• TEXT
********
# Skier dies in tree well at Wolf Creek



## mania (Oct 21, 2003)

Durango Herald News, Skier found dead

very sad. condolences. be careful out there. ski with a partner, even at the resort.


----------



## lmyers (Jun 10, 2008)

Wow, that is a bummer. My condelences to friends and family...I have had a couple of scary experiences with tree wells at Wolf Creek too, usually later in the season though.


----------



## raymo (Aug 10, 2008)

I had a similar experience in Eagles Nest Wilderness Area in the early 80's. My friend and I were on a five day back country trip in very deep snow, he had stoped to adjust his bindings and trailed 15 to 20 minutes behind. I went into the tree well ski tips and knees first with my face planted into the tree, I was bent in a U shape, I could not move my legs or arms because they were pined by my ski pole straps and skis, that were still attached to me. The snow must of been six feet deep around the tree well, with the weight of my back pack, it pushed me very deep in to the tree well. I could not reach my two-way radio that was in my pocket or get to my emergency equipment in my back pack, I had a whisle around my neck but without being able to free my arms, all was useless. I could not scream because my body was so contorted I could barely breathe. The next thing I knew Cris was pulling me out. I agree, ski with a partner. Condolences to family and friends.


----------



## Theophilus (Mar 11, 2008)

Sad deal for the family and a grim reminder.


----------
********
• ITEMS
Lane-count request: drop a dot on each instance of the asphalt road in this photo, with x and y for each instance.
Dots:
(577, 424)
********
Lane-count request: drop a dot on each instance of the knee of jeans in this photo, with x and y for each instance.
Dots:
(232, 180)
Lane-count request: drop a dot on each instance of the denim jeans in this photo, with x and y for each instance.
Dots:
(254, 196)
********
• GIVEN INSTRUCTION
In the tree well thread, in which wilderness area did raymo have a similar experience?

• TASK SOLUTION
Eagles Nest Wilderness Area